Records shown:
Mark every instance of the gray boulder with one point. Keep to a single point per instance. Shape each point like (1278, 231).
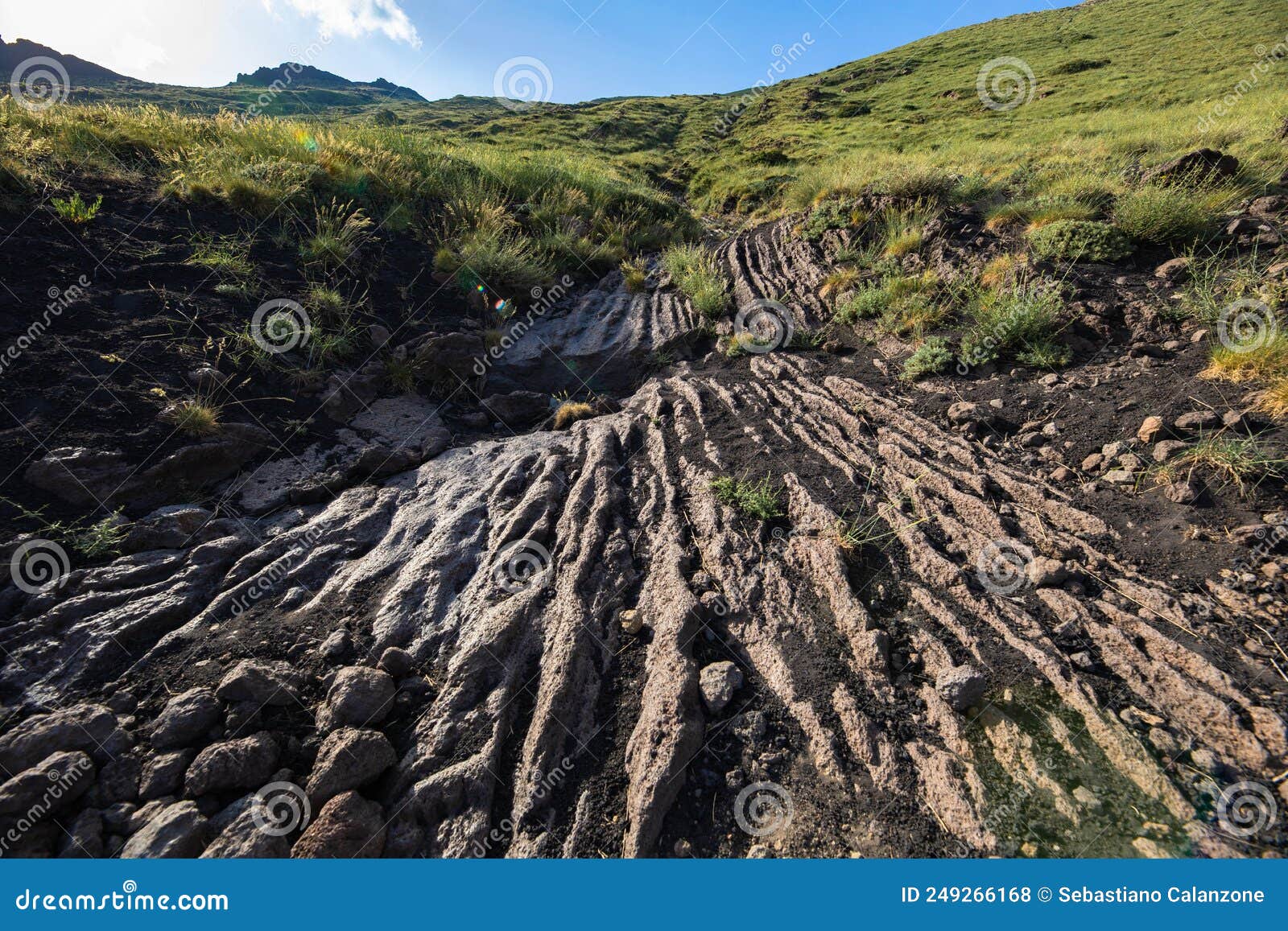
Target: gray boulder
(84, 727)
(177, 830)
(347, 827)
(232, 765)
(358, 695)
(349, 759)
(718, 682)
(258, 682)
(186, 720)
...
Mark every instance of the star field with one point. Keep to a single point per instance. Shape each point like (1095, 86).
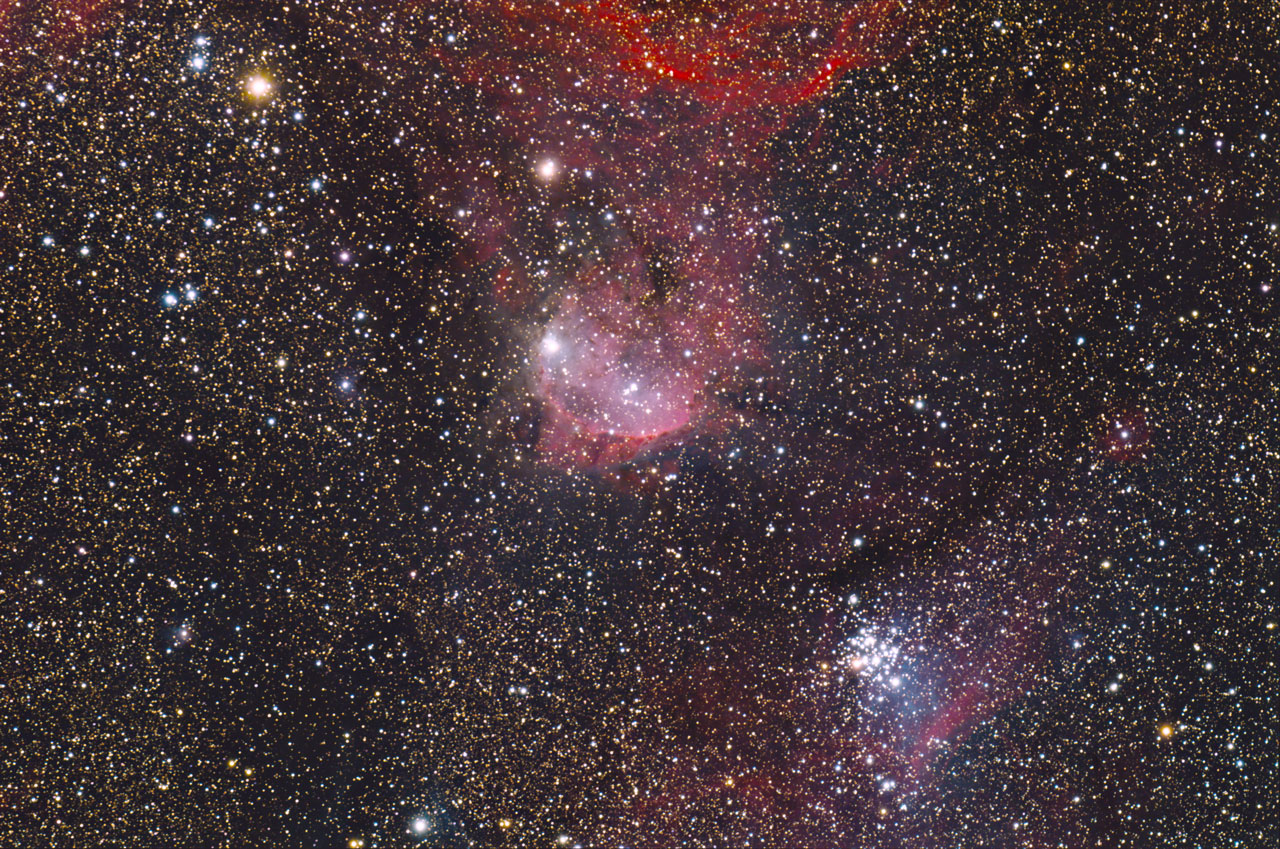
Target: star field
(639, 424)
* * *
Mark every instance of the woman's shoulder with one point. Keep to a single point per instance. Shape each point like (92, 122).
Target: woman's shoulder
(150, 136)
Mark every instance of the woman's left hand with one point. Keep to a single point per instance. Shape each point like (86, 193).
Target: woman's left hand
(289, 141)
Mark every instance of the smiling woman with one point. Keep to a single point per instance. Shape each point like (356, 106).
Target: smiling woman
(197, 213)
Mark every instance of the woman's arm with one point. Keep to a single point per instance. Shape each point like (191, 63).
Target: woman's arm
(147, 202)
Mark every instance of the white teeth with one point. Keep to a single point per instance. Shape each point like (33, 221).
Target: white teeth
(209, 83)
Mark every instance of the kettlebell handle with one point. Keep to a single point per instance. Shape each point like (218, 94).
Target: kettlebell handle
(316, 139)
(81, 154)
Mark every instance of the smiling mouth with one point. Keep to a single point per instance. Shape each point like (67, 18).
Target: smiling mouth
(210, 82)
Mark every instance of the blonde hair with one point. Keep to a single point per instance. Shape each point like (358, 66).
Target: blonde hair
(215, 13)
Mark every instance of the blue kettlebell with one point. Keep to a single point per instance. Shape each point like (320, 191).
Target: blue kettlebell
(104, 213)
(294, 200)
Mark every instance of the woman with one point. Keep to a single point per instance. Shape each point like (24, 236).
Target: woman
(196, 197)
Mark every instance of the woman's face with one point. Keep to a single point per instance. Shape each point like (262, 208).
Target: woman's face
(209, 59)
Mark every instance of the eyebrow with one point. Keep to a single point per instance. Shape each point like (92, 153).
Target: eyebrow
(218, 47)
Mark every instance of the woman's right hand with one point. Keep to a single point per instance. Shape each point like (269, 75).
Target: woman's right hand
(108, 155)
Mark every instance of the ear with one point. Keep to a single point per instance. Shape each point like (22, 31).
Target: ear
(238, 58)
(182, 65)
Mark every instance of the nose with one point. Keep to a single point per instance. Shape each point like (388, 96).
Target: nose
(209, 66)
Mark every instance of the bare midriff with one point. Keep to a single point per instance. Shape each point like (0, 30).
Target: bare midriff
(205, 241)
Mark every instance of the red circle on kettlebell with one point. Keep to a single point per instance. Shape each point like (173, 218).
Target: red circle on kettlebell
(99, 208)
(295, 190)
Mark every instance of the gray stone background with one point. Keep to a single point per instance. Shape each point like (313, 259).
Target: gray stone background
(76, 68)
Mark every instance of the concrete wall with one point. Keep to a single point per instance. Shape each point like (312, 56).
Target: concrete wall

The request: Reproduce the rows without alteration, beginning at the line that contains "Mark every instance of the gray stone" and stopping after the line that contains "Target: concrete wall". Include both of these lines.

Response for this exercise:
Mark every instance of the gray stone background with one point. Keep to a single point per instance. Shape each point like (313, 259).
Target: gray stone background
(76, 68)
Mark every instance of the concrete wall with one point. Keep to a single point per instance. Shape each point like (312, 56).
Target: concrete wall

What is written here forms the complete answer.